ZIEL A: Aktualisiere im Text zur Nichtzulassungsbeschwerde den Abschnitt von „Die Kläger und“ bis „üblichen Weise abgegeben.“ und gib ihn vollständig wieder, wobei „Gemüsebaubetrieb“ durch „Obstbaubetrieb“ ersetzt wird.
ZIEL B: Mit welchem Schreiben stellte die Klägerin laut dem Text zur Nichtzulassungsbeschwerde den Antrag auf Wiedereinsetzung in den vorigen Stand?
ZIEL C: Führe den Text zur Nichtzulassungsbeschwerde im Anschluss an seinen letzten Satz weiter.

VORLIEGENDER TEXT:
—————

Entscheidungsstichwort (Thema)

Nichtzulassungsbeschwerde wegen nicht zutreffender Tatsachenwürdigung

 

Leitsatz (NV)

Die Rüge, das FG habe die von ihm getroffenen tatsächlichen Feststellungen nicht zutreffend gewürdigt, kann nur dann gemäß § 115 Abs. 2 Nr. 3 FGO zur Zulassung der Revision führen, wenn eine Verletzung von Beweisregeln, allgemeinen Erfahrungssätzen oder Denkgesetzen dargetan wird.

 

Normenkette

FGO § 115 Abs. 2 Nr. 3

 

Verfahrensgang

FG Köln

 

Tatbestand

Die Kläger und Beschwerdegegner (Kläger) sind Landwirtseheleute, die einen Gemüsebaubetrieb betreiben. Wegen Nichtabgabe der Einkommensteuererklärung für das Jahr 1980 schätzte der Beklagte und Beschwerdeführer (das Finanzamt - FA -) die Besteuerungsgrundlagen und setzte die Einkommensteuer 1980 durch Bescheid vom 6. Juni 1983 fest. Der Bescheid wurde am selben Tage in zwei gesonderten Ausfertigungen für beide Kläger zwecks Zustellung mit Postzustellungsurkunde zur Post gegeben. Der Postbedienstete traf am 7. Juni 1983 keinen der Kläger in der Wohnung an. Nach dem Inhalt der beiden Postzustellungsurkunden hat er die beiden Schriftstücke beim zuständigen Postamt Köln hinterlegt und die schriftlichen Mitteilungen über diese Niederlegung in der bei gewöhnlichen Briefen üblichen Weise abgegeben.

Da wegen Umbauarbeiten am Haus der Kläger der Hausbriefkasten entfernt worden war, hat der Postbedienstete die beiden Mitteilungen wie auch die übrige Post unter der Haustür durchgeschoben. Dort wurden die Mitteilungen von den beiden in den Jahren 1968 und 1975 geborenen Töchtern aufgefunden, die sich tagsüber allein im Haus befanden.

Nach Angaben der Kläger wurden die beiden Mitteilungen erst am 8. August 1983 in einem Spielschrank der Kinder entdeckt. Noch am selben Tage holte die Klägerin die Schriftstücke mit den beigeschlossenen Einkommensteuerbescheiden beim Postamt ab. Mit dem vom damaligen Bevollmächtigten gefertigten Einspruch vom 11. August 1983, am selben Tage beim FA eingegangen, begehrten die Kläger eine um 5 762 DM niedrigere Steuerfestsetzung. Zur näheren Begründung wurde am 18. August 1983 die Einkommensteuererklärung für 1980 nachgereicht.

Mit Schreiben vom 30. August 1983 unterrichtete das FA die Kläger von der Niederlegung der Schriftstücke am 7. Juni 1983 und wies die Kläger wegen der Fristversäumung auf die Möglichkeit eines Antrags auf Wiedereinsetzung in den vorigen Stand hin. Namens der Kläger stellte die Klägerin mit Schreiben vom 18. September 1983 diesen Antrag mit der Einlassung, ihre Kinder hätten ,,die Zettel von der Post für Reklame" gehalten. Das FA erachtete diese Wiedereinsetzungsgründe für nicht hinreichend und wies den Einspruch als unzulässig zurück.

—————

BEREITGESTELLTE EINTRÄGE:
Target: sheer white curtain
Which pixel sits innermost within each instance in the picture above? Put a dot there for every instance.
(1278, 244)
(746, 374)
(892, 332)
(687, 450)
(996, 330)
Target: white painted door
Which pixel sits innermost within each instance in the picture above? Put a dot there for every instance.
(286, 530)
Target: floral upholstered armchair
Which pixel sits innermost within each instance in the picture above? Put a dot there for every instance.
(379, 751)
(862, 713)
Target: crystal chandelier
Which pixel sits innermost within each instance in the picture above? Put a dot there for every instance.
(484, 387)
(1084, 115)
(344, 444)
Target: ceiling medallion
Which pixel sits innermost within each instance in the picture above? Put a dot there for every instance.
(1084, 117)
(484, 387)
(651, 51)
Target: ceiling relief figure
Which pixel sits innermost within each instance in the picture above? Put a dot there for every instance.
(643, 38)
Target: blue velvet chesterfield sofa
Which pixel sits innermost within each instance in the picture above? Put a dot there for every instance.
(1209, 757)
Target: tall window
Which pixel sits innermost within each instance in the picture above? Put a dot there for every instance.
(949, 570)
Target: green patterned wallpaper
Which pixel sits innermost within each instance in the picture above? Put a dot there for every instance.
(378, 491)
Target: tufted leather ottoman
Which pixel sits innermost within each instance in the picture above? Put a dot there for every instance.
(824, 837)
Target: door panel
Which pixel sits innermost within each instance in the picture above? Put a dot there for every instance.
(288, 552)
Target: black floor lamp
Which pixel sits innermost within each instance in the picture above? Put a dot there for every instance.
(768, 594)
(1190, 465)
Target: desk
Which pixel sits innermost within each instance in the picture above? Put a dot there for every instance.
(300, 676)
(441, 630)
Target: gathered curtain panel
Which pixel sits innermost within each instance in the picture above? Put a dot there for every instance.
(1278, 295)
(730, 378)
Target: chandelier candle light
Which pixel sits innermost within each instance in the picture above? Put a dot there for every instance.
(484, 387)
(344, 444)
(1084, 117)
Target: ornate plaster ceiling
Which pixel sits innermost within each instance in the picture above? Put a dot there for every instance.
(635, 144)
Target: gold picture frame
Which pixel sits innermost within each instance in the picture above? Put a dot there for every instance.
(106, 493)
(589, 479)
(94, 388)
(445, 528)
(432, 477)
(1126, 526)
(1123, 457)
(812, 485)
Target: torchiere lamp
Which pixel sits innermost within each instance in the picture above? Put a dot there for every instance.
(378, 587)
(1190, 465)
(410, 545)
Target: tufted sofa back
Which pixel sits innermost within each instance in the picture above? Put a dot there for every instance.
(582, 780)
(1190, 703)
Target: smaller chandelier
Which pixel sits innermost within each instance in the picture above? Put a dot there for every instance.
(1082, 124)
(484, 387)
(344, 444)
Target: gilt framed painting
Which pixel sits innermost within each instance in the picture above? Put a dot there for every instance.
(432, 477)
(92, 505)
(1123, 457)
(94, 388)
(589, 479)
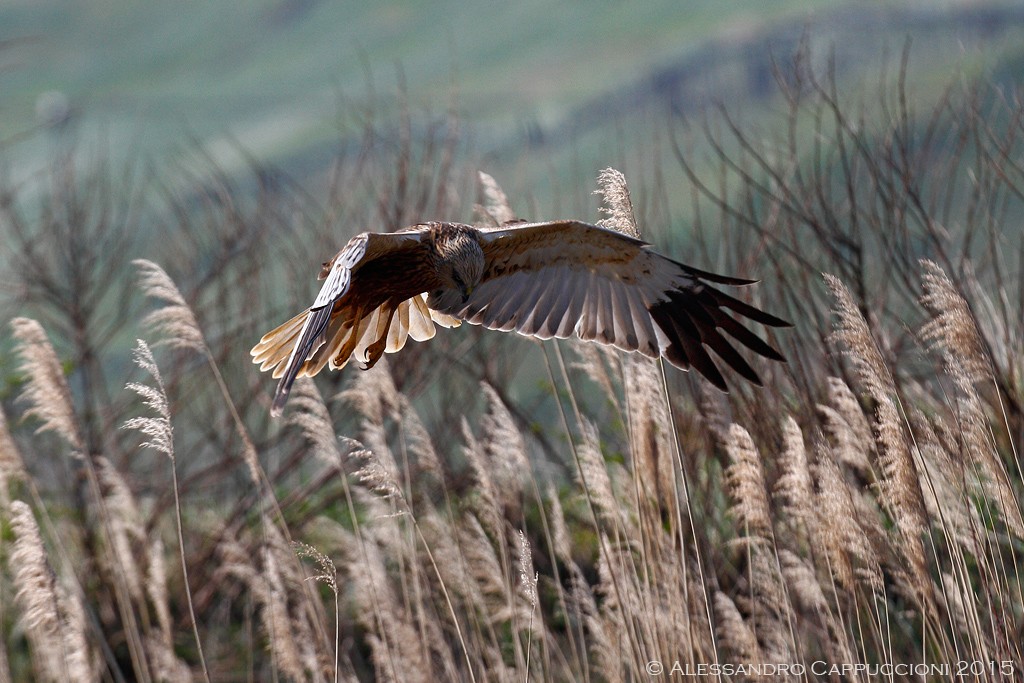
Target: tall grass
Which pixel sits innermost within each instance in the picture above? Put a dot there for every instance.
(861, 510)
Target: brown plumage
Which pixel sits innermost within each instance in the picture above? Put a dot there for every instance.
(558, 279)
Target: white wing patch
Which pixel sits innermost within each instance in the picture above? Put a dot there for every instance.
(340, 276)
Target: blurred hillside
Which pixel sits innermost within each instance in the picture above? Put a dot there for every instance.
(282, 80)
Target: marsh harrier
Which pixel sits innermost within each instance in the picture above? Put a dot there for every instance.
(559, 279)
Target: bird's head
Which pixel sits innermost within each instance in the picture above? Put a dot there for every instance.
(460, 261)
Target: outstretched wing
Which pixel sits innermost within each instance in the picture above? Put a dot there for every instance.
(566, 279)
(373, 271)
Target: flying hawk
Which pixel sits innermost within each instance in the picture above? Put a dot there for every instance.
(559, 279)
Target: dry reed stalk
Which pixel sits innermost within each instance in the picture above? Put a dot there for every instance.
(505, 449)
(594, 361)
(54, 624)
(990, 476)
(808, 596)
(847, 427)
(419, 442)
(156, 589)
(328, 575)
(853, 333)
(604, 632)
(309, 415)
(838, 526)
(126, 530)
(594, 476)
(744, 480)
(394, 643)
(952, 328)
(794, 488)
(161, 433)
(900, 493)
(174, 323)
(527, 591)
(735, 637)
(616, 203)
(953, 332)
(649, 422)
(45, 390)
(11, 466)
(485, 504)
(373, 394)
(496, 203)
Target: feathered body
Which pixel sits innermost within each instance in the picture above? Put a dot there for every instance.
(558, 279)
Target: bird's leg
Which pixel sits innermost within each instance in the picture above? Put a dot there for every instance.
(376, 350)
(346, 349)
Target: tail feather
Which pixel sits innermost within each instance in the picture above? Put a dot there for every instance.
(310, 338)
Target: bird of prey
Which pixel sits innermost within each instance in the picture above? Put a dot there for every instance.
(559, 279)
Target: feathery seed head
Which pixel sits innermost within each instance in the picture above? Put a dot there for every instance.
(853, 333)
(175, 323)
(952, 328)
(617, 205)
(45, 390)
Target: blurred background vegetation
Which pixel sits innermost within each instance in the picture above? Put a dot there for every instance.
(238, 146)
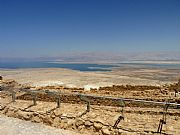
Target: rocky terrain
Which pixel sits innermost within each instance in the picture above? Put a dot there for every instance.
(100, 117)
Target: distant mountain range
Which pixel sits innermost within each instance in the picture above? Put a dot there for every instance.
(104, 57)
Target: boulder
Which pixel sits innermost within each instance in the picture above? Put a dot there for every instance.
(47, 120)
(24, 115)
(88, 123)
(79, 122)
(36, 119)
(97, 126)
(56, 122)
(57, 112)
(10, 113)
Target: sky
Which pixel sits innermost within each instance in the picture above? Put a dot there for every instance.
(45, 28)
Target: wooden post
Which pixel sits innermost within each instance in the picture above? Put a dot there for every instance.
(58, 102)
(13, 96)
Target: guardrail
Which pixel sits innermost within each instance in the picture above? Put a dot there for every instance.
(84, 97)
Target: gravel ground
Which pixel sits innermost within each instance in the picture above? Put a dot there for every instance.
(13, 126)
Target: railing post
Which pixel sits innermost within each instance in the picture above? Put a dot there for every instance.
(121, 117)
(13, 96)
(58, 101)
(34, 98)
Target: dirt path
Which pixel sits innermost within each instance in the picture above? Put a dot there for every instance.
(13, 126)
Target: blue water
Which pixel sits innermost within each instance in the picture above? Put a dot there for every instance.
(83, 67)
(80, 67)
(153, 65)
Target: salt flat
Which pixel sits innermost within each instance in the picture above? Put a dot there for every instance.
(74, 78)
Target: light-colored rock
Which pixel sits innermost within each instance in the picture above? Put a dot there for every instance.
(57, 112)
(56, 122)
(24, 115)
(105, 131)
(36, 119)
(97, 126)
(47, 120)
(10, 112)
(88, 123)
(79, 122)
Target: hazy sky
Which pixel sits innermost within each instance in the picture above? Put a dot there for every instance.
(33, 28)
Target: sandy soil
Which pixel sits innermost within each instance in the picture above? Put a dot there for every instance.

—————

ERGEBNIS DER AUFGABE A:
Die Kläger und Beschwerdegegner (Kläger) sind Landwirtseheleute, die einen Obstbaubetrieb betreiben. Wegen Nichtabgabe der Einkommensteuererklärung für das Jahr 1980 schätzte der Beklagte und Beschwerdeführer (das Finanzamt - FA -) die Besteuerungsgrundlagen und setzte die Einkommensteuer 1980 durch Bescheid vom 6. Juni 1983 fest. Der Bescheid wurde am selben Tage in zwei gesonderten Ausfertigungen für beide Kläger zwecks Zustellung mit Postzustellungsurkunde zur Post gegeben. Der Postbedienstete traf am 7. Juni 1983 keinen der Kläger in der Wohnung an. Nach dem Inhalt der beiden Postzustellungsurkunden hat er die beiden Schriftstücke beim zuständigen Postamt Köln hinterlegt und die schriftlichen Mitteilungen über diese Niederlegung in der bei gewöhnlichen Briefen üblichen Weise abgegeben.

ERGEBNIS DER AUFGABE B: Die Klägerin stellte den Antrag mit Schreiben vom 18. September 1983.

ERGEBNIS DER AUFGABE C:
Zur Begründung der auf Aufhebung der Einspruchsentscheidung gerichteten Klage haben die Kläger vorgetragen, ihre Kinder seien belehrt gewesen, daß eingehende Briefe sorgfältig aufzubewahren seien. Hieran hätten sie sich auch streng gehalten. Die beiden Mitteilungsscheine seien von den Kindern nicht als solche zu verwahrende Post erkannt worden; sie hätten sie vielmehr für Reklamezettel gehalten, wie sie täglich jeden Haushalt erreichten, und deshalb zum Spielen benutzt. Eine stärkere Beaufsichtigung der Kinder, die u. U. diesen Fehlgebrauch hätte vermeiden können, sei zum damaligen Zeitpunkt nicht möglich gewesen. Die Ehefrau habe wegen eines Betriebsunfalls des Klägers einspringen müssen, um den ohnehin existenzgefährdeten Betrieb aufrechtzuerhalten.

Das Finanzgericht (FG) hat der Klage stattgegeben. Den Klägern sei Wiedereinsetzung in den vorigen Stand wegen nicht schuldhafter Fristversäumung zu gewähren. Mit der Weisung an die Kinder, eingehende Post sorgfältig aufzubewahren, hätten die Kläger alles getan, was ihnen nach ihren persönlichen Verhältnissen und den Umständen zumutbar und möglich war, um einem Verlust eingehender Post vorzubeugen. Die Belehrung der Eltern, Postsendungen jeder Art sorgfältig aufzubewahren, sei ausreichend. Wenn die Kinder hierbei die Wichtigkeit der kleinen und unscheinbaren Benachrichtigungsscheine der Post verkannt hätten, so könne dies den Klägern nicht angelastet werden.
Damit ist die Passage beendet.